- **Problem to solve**: Locate every line in the material below that contains the string "white" and copy each of those lines.

- **Data excerpts**:

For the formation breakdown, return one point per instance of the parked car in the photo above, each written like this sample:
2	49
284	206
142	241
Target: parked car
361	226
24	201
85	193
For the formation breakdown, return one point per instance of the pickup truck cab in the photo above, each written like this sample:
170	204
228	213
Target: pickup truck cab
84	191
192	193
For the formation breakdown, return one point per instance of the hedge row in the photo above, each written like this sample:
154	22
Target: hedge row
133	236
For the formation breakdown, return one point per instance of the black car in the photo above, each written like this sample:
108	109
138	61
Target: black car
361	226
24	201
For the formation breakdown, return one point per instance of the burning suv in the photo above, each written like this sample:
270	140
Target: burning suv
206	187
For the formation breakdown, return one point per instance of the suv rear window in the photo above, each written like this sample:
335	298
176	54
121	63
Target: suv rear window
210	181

==

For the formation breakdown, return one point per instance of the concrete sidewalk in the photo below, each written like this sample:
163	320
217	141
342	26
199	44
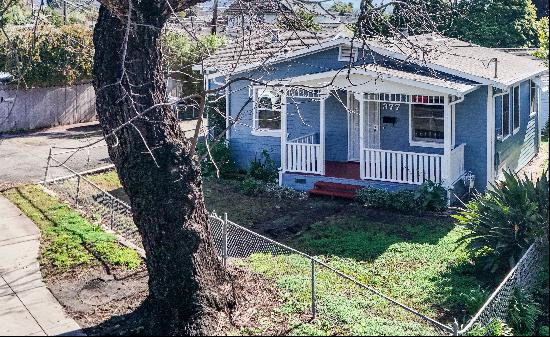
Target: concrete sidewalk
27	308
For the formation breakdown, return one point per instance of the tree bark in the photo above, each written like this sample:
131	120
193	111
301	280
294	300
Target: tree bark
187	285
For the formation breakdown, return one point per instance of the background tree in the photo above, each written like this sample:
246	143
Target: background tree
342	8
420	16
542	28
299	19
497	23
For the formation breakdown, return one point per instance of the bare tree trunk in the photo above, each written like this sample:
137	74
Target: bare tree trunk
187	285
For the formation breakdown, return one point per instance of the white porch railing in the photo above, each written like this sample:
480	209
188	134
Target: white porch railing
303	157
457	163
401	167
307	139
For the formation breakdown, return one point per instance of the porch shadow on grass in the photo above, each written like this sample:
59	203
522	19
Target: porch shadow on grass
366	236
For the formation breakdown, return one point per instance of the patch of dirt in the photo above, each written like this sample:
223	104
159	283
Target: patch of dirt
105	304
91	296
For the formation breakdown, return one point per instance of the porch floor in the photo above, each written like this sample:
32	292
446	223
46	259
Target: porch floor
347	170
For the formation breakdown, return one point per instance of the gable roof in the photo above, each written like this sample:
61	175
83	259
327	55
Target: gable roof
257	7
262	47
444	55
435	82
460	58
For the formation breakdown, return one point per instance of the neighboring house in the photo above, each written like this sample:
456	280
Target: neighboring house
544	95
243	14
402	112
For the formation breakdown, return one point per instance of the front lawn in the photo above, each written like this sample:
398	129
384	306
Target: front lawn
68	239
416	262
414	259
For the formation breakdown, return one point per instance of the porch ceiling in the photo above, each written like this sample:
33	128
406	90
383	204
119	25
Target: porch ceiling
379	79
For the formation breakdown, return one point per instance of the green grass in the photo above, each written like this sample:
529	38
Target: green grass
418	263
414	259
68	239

- **Task output**:
For the formation breakdown, return one point per instance of the white porch railing in the photo above, each written like this sample:
Target: white porch railing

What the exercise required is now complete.